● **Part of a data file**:
■ ■ ■

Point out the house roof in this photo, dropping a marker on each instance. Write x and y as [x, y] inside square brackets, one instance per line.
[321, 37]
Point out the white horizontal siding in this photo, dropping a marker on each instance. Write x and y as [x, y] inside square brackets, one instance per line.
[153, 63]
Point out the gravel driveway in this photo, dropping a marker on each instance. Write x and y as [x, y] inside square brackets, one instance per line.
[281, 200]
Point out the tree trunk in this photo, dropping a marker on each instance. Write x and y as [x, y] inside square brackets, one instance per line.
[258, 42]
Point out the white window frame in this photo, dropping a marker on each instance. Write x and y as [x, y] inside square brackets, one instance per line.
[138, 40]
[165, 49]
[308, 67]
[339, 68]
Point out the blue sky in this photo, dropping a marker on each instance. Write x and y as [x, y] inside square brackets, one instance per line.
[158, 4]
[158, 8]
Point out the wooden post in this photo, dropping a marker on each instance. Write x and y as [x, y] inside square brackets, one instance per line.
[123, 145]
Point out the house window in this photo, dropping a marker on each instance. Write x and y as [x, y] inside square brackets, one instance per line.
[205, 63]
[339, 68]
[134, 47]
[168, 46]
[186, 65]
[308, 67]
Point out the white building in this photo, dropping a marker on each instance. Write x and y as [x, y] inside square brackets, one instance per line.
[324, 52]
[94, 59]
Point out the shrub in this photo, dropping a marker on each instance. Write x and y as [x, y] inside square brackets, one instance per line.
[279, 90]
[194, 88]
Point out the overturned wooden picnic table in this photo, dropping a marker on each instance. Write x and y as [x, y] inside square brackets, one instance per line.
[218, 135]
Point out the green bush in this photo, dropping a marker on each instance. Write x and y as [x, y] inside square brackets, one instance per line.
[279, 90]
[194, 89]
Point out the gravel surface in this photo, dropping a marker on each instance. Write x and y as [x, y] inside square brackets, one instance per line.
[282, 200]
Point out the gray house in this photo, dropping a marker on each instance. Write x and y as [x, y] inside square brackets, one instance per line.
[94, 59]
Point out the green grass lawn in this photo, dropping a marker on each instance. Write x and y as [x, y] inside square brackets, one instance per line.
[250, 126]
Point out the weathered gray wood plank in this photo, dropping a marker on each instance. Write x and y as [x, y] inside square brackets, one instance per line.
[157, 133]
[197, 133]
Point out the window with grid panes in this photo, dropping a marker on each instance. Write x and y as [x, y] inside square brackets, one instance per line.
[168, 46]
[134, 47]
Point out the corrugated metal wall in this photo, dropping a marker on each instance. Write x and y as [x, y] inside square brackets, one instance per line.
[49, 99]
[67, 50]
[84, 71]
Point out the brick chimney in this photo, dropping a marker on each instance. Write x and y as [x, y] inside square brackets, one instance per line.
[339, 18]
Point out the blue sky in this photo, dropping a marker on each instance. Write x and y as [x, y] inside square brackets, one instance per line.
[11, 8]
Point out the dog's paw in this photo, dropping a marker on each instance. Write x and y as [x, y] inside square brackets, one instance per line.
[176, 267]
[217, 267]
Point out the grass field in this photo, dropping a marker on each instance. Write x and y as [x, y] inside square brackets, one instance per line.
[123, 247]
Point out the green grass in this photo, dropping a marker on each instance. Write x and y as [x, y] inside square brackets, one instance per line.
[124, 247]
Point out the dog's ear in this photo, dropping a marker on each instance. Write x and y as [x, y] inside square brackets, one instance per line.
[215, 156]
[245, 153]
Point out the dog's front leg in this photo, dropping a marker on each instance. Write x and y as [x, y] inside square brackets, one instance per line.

■ ■ ■

● **WRITTEN INSTRUCTION**: Reproduce each entry exactly, leaving out nothing.

● **WORKED ANSWER**:
Point out the house roof in this photo, dropping a marker on each instance. Write x and y as [x, y] inside square brackets, one instance per line.
[321, 37]
Point out the white horizontal siding in this photo, dropping a marker on each instance. Write x and y as [x, y] inside square brackets, one instance per line.
[153, 63]
Point out the gravel driveway in this photo, dropping a marker on each instance. Write x and y as [x, y] inside square brackets, one instance per line.
[281, 200]
Point out the tree trunk in this photo, dropping a marker on each instance. Write x and y as [x, y] inside square brackets, one instance per line.
[258, 42]
Point out the white window frame in this photo, dropping a marker on each instance. Write x and y as [x, y] inside square brackets, one instance per line.
[138, 40]
[165, 49]
[308, 67]
[339, 68]
Point out the blue sky in this photo, dropping a marker on each instance. Write x and y as [x, y] inside square brackets, one instance per line.
[158, 4]
[158, 8]
Point out the wooden post in this photo, dropping a marker on each instance. Write x and y as [x, y] inside square brackets, one instance per line.
[123, 145]
Point out the house window in this photo, dropping a marker on each instance. Write x and y as [x, y] inside square brackets, one instance per line.
[205, 63]
[339, 68]
[134, 47]
[168, 46]
[186, 65]
[308, 67]
Point out the white building in this photo, dropping a marker on each instance. Write x and y as [x, y] inside square brackets, one instance per line.
[324, 52]
[94, 59]
Point out the shrub in this photo, dropping a marker on each instance. Write x and y as [x, y] inside square brackets, one instance per line.
[279, 90]
[194, 88]
Point out the overturned wooden picnic table in this photo, dropping a marker on each instance. Write x and y as [x, y] inside square brackets, one instance per line.
[218, 135]
Point out the green bush in this photo, dropping a marker on each instance. Write x and y as [x, y] inside square brackets, one instance per line.
[279, 90]
[194, 89]
Point out the gravel surface in this photo, dropping a marker on each instance. Write x and y as [x, y] inside square brackets, one instance per line.
[282, 200]
Point out the gray house in this photo, dropping a marker on each instance. Write x and y as [x, y] inside square brackets, one instance per line.
[94, 59]
Point out the green grass lawn in this photo, dropping a marker on each instance. Write x and y as [x, y] inside square brackets, one instance per line.
[250, 126]
Point out the weathered gray wood plank in this photo, dropping a marker on each instance. Write x and y as [x, y] inside square brackets, one instance per line.
[157, 133]
[197, 133]
Point out the window with grid panes in this photo, dropping a marker on each instance. Write x and y as [x, y] inside square brackets, one instance per line.
[168, 46]
[134, 47]
Point out the corrugated metal wall in this photo, dropping a marker on each instance. Write x and y as [x, y] inside square brackets, one instance per line.
[49, 99]
[67, 50]
[84, 71]
Point out the brick chimney in this photo, dropping a marker on each instance. Write x and y as [x, y] inside square brackets, one instance per line.
[339, 18]
Point out the blue sky in this photo, dropping a marker on each instance. Write x and y as [x, y] inside square brackets, one instance per line.
[11, 8]
Point out the dog's paw in this photo, dropping a marker on each instance. Write x and y as [x, y] inside square brackets, one instance per line.
[176, 267]
[217, 267]
Point out the grass field in this photo, dropping a marker on each instance. Write x and y as [x, y] inside square brackets, one instance per line.
[123, 247]
Point out the green grass in this photo, dropping a marker on each instance. Write x and y as [x, y] inside square brackets, one instance per line.
[124, 247]
Point out the dog's ear in this photo, dropping a marker on each instance. Write x and y as [x, y] inside square brackets, one instance per line.
[215, 156]
[245, 153]
Point out the dog's front leg in this photo, dropping a marker on each instance. Write x and y as [x, y] inside square brackets, one instance per line.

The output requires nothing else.